DATA FOR THIS TASK:

━━━━━━━━

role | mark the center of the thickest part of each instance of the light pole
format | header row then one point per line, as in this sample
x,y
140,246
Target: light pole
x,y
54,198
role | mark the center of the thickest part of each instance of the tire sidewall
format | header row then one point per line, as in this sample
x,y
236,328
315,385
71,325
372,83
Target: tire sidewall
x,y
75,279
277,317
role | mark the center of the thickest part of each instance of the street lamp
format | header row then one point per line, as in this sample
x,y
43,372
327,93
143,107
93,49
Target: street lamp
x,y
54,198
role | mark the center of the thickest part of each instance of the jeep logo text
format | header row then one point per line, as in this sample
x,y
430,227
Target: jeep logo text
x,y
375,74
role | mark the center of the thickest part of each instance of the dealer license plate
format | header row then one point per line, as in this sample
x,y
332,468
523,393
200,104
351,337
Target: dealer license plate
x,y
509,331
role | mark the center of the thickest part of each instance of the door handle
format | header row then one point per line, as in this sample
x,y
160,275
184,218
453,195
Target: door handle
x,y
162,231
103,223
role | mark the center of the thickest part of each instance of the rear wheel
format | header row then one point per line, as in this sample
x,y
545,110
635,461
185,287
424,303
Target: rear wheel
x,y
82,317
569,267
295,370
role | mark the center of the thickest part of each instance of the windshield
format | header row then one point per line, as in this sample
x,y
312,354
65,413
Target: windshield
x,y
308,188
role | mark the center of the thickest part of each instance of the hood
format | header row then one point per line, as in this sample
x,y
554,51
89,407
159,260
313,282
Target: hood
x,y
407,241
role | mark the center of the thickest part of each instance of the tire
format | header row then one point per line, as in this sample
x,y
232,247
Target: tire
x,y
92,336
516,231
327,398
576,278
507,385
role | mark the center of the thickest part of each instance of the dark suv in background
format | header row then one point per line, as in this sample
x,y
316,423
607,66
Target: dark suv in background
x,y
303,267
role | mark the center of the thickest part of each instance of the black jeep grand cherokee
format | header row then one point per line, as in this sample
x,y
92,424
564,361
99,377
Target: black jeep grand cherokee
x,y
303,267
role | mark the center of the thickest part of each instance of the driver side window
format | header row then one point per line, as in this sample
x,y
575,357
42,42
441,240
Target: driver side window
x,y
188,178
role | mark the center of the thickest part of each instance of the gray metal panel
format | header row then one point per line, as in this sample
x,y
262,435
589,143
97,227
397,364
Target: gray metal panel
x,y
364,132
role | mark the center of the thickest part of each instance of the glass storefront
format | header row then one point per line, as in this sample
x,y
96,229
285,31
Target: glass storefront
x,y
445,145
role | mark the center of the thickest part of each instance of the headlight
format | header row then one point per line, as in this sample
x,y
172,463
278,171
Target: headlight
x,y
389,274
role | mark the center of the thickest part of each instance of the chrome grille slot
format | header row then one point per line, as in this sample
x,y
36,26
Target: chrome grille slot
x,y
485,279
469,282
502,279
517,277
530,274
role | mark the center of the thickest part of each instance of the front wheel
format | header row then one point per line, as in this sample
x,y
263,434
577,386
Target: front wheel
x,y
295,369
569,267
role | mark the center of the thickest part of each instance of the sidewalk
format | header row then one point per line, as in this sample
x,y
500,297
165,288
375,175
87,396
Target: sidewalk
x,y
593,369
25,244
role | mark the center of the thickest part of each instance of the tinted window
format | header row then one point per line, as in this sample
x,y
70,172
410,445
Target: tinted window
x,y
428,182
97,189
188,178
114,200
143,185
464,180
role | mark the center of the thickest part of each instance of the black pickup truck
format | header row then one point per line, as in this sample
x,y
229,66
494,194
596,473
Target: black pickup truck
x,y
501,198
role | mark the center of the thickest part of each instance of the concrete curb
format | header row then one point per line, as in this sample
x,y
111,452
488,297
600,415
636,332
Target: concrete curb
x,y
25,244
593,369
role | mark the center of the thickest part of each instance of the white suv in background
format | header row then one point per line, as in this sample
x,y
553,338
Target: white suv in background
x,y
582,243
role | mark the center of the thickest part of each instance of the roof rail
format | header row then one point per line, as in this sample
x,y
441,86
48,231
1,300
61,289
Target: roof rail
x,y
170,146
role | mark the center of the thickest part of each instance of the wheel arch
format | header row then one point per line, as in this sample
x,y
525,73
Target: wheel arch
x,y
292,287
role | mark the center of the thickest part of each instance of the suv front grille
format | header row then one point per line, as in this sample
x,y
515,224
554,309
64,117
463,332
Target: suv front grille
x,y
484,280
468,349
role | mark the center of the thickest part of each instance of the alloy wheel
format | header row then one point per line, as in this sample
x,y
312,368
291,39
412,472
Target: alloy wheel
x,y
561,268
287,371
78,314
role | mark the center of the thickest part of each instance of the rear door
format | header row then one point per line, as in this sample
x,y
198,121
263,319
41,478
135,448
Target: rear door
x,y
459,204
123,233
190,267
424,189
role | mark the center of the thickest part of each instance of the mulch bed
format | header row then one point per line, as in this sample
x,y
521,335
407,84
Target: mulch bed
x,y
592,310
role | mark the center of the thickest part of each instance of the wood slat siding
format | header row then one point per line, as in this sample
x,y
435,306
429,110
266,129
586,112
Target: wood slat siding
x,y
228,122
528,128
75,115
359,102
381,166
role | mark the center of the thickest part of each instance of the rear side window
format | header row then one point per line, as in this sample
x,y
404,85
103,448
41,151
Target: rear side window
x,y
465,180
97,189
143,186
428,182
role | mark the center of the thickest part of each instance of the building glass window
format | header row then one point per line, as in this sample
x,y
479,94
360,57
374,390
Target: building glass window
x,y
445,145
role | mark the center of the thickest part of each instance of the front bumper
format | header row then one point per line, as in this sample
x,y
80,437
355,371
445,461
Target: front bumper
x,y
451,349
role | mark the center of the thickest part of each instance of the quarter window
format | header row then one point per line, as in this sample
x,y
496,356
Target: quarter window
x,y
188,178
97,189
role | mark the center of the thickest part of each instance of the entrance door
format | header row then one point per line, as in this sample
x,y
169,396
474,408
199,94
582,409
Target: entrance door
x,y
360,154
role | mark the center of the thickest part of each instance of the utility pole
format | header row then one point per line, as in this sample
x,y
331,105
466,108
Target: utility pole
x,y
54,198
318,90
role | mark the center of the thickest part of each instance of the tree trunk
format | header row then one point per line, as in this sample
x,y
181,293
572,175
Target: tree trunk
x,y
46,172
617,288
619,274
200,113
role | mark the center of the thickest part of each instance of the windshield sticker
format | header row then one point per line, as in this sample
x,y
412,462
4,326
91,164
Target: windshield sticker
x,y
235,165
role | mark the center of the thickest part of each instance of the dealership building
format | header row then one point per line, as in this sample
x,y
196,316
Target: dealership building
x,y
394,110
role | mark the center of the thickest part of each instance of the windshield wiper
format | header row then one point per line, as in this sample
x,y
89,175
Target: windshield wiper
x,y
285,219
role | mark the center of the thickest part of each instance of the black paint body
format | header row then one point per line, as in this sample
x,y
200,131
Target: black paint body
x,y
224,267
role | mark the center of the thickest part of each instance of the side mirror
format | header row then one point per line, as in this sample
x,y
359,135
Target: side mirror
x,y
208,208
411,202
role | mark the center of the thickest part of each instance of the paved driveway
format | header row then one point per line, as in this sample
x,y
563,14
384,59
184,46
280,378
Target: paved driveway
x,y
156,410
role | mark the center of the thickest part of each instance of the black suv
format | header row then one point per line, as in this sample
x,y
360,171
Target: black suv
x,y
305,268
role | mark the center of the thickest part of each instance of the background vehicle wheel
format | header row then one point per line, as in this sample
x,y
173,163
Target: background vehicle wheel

━━━━━━━━

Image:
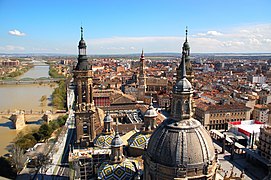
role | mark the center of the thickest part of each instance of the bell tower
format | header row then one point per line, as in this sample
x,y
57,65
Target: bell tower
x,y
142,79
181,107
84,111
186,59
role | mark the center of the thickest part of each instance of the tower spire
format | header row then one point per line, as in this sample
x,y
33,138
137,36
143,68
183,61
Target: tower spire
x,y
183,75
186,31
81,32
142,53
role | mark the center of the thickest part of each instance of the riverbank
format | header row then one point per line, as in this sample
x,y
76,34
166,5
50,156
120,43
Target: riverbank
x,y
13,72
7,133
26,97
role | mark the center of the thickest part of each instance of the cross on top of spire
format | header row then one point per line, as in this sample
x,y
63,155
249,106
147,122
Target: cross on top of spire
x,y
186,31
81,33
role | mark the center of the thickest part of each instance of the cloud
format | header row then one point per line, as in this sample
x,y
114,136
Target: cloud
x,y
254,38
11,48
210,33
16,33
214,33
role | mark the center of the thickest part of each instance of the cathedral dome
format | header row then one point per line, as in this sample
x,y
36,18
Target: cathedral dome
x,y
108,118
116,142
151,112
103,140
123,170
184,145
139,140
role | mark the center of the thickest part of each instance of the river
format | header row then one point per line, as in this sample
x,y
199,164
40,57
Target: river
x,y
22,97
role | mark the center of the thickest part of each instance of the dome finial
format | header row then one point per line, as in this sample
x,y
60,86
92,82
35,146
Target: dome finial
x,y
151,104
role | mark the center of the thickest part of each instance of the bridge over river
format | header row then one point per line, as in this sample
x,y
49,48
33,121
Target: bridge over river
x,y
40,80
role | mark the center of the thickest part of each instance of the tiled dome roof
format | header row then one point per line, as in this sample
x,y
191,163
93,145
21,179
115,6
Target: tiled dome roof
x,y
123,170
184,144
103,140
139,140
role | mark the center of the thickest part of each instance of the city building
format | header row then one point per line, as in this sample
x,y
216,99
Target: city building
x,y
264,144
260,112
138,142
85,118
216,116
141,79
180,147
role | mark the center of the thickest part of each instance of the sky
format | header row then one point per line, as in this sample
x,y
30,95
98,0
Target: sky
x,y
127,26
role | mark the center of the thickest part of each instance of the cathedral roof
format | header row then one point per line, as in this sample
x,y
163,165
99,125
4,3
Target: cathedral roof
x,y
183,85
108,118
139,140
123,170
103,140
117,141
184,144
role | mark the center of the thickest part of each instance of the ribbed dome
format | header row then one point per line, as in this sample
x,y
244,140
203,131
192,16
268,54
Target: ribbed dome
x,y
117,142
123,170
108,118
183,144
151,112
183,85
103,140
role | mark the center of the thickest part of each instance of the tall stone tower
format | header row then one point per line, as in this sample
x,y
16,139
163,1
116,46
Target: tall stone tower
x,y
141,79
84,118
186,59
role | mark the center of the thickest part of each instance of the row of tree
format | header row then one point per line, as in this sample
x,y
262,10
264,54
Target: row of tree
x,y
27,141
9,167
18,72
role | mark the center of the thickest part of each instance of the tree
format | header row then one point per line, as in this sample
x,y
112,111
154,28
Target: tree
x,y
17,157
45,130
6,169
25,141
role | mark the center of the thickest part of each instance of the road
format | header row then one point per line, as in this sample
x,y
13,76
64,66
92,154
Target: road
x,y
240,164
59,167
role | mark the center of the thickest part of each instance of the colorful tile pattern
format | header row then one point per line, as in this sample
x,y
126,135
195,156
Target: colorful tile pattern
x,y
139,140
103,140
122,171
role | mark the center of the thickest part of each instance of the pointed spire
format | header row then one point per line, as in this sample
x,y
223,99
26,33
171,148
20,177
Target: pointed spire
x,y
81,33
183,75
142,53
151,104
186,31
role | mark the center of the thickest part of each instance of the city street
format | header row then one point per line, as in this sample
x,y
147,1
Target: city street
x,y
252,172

━━━━━━━━

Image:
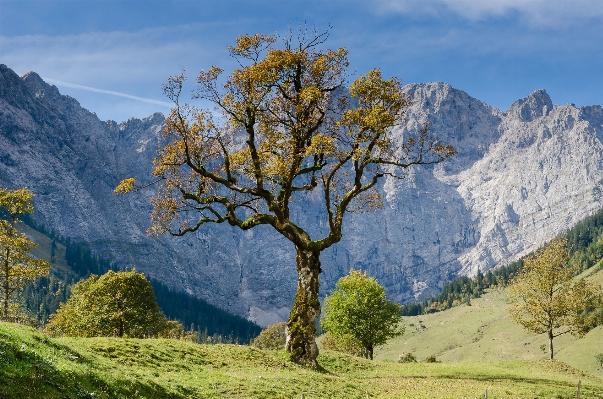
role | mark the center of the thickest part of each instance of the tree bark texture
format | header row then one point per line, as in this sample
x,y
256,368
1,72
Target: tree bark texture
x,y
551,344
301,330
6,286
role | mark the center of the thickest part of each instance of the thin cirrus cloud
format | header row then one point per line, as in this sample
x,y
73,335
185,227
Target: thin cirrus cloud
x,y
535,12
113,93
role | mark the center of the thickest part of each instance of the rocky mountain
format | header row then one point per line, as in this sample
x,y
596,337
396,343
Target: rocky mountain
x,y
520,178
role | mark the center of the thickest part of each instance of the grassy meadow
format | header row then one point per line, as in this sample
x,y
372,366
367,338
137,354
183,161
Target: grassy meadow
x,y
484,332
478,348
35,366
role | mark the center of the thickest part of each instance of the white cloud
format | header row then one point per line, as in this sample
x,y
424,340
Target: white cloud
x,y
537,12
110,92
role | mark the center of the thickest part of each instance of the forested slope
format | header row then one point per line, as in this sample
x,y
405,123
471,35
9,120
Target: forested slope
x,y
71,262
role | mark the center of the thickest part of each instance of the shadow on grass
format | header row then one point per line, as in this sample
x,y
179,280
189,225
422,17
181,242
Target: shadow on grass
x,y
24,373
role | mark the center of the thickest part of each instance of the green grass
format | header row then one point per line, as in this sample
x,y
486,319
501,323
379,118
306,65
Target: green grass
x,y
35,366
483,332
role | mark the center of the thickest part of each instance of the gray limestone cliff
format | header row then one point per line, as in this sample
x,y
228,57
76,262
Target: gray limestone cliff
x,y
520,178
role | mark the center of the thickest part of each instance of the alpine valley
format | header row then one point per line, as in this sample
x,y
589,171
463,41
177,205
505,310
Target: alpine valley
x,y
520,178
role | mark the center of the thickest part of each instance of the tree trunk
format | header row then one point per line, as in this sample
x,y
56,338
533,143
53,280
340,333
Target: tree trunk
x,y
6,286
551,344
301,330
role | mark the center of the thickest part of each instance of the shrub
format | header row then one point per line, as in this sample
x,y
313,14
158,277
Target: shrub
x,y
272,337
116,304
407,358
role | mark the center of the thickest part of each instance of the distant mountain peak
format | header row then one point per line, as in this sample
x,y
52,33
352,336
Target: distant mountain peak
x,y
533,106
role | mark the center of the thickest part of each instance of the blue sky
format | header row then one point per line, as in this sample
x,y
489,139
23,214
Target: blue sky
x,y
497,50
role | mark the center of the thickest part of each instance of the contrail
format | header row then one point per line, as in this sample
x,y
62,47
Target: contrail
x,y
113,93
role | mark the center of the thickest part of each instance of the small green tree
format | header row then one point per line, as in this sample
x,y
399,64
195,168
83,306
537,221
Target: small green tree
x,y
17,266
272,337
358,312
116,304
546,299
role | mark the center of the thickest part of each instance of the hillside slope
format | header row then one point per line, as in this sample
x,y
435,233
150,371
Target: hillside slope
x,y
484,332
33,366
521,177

━━━━━━━━

TASK GOAL:
Copy the data again, starting with the line that has "the dealership building" and going on through the line that has "Target: background vehicle wheel". Change "header row" to "first row" everywhere in those lines, leave everything else the same, and give back only those lines.

PROBLEM SOLUTION:
role | mark the center of the thickest part of each instance of the dealership building
format | first row then one point per line, as in this sample
x,y
196,316
Target: dealership building
x,y
394,110
role | mark the center of the thickest part of each instance of the windshield wiper
format | first row then one point per line, as in this sample
x,y
89,175
Target: windshield wiper
x,y
285,219
role | mark the center of the thickest part of each instance of the black paint body
format | first row then one point per line, as in this sample
x,y
200,131
Target: black paint body
x,y
224,267
role | mark the center of the thickest part of each instance of the side mirror
format | first row then one point per line, as in this sample
x,y
359,135
Target: side mirror
x,y
208,208
411,202
role | mark the center of the thickest part of each instance of the paved driveway
format | first row then one point per line, as in this sample
x,y
563,14
384,59
184,46
280,378
Target: paved driveway
x,y
156,410
role | mark the center of the thickest part of each instance of the black suv
format | first row then one point per line, as in this sample
x,y
360,171
Target: black suv
x,y
305,268
role | mark the center of the thickest part of each instance of the background vehicle wheel
format | first row then one point per line, as in this sample
x,y
173,163
Target: background vehicle wheel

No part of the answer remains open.